> EXERCISE BRIEF: Arrange the material below as a JSON list of strings, one per line with blank lines dropped, from the start of the material through the line containing "positive clicks: (169, 262) (99, 239)". Leave the pictures out.

[[ DATA IN THIS EXERCISE open ]]

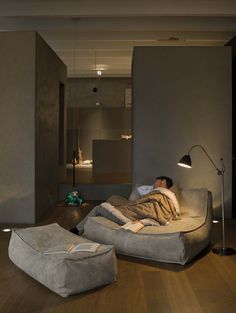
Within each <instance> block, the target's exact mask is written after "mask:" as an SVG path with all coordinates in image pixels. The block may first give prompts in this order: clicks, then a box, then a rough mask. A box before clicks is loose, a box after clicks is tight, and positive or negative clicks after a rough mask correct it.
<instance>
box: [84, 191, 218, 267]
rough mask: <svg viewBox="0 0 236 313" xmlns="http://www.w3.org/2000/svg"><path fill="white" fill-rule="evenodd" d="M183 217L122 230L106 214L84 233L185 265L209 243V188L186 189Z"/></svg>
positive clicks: (169, 262) (99, 239)
mask: <svg viewBox="0 0 236 313" xmlns="http://www.w3.org/2000/svg"><path fill="white" fill-rule="evenodd" d="M180 207H181V220H177V221H172V222H171V223H170V224H169V225H168V226H160V227H155V226H146V227H144V228H143V229H141V230H140V231H139V232H138V233H132V232H130V231H127V230H124V229H121V228H120V226H119V225H118V224H116V223H114V222H112V221H110V220H108V219H106V218H104V217H101V216H98V217H90V218H88V220H87V222H86V223H85V227H84V234H83V236H84V237H86V238H88V239H90V240H93V241H96V242H100V243H103V244H111V245H114V247H115V250H116V252H117V253H120V254H124V255H130V256H135V257H139V258H144V259H151V260H156V261H161V262H169V263H178V264H182V265H184V264H186V263H188V262H190V261H191V260H192V259H193V258H194V257H195V256H196V255H197V254H199V253H200V252H201V251H202V250H203V249H204V248H206V247H207V246H208V245H209V243H210V233H211V225H212V197H211V193H210V192H209V191H208V190H206V189H183V190H182V192H181V200H180Z"/></svg>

[[ DATA IN THIS EXERCISE closed ]]

> RESULT OF THE EXERCISE:
[
  "Within each <instance> block, the target's exact mask is written after \"mask:\" as an SVG path with all coordinates in image pixels. The block may first give prompts in this order: clicks, then a box, then a rough mask. A box before clicks is loose, a box after clicks is tight, and positive or negative clicks after a rough mask correct it.",
  "<instance>",
  "box: [84, 191, 218, 267]",
  "rough mask: <svg viewBox=\"0 0 236 313\" xmlns=\"http://www.w3.org/2000/svg\"><path fill=\"white\" fill-rule=\"evenodd\" d=\"M183 217L122 230L106 214L84 233L185 265L209 243V188L186 189Z\"/></svg>",
  "positive clicks: (169, 262) (99, 239)"
]